§ **WHAT YOU HAVE TO DO**
Your job is to copy every record exactly.

§ **SUPPLIED RECORDS**
::::::::::

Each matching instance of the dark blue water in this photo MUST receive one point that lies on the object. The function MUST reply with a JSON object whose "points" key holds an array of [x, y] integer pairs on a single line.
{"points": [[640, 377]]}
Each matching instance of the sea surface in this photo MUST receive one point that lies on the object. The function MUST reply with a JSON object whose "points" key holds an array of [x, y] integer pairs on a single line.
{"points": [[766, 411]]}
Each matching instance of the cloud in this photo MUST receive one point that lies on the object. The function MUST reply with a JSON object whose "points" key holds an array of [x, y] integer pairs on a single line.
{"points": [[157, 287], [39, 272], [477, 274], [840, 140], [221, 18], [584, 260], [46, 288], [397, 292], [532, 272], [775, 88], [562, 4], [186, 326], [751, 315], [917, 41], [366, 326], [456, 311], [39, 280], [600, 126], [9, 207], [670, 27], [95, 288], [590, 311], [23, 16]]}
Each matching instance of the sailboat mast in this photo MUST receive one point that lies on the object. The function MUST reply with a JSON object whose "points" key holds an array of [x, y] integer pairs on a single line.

::::::::::

§ **ANSWER SECTION**
Each matching instance of the dark blue water in this photo MUST receive one point that lies on the object. The function MUST reply with a JSON object whose "points" key holds an array of [x, y] integer pairs on a single line.
{"points": [[640, 377]]}
Each matching instance of the sea surface in this photo MUST receive one point that lies on the object. The function MUST reply with a JSON object whose "points" key holds an array of [x, y] integer pairs on a single line.
{"points": [[766, 411]]}
Each matching instance of the cloud in this photo MUST receive one point that lies on the object. The function MUST reply with a JSON object whose "points" key holds an array of [x, y] integer pairs on a single line.
{"points": [[157, 287], [39, 272], [477, 274], [840, 140], [221, 18], [584, 260], [46, 288], [397, 292], [532, 272], [775, 88], [562, 4], [186, 326], [751, 315], [917, 41], [366, 326], [456, 311], [39, 280], [600, 126], [9, 207], [670, 27], [95, 288], [590, 311], [23, 16]]}
Each matching instance of the sailboat mast in this photo MUST receive one point that lies on the object. The function MUST reply with a JSON object whose "points" key holds an array of [x, y] integer pairs on a single line.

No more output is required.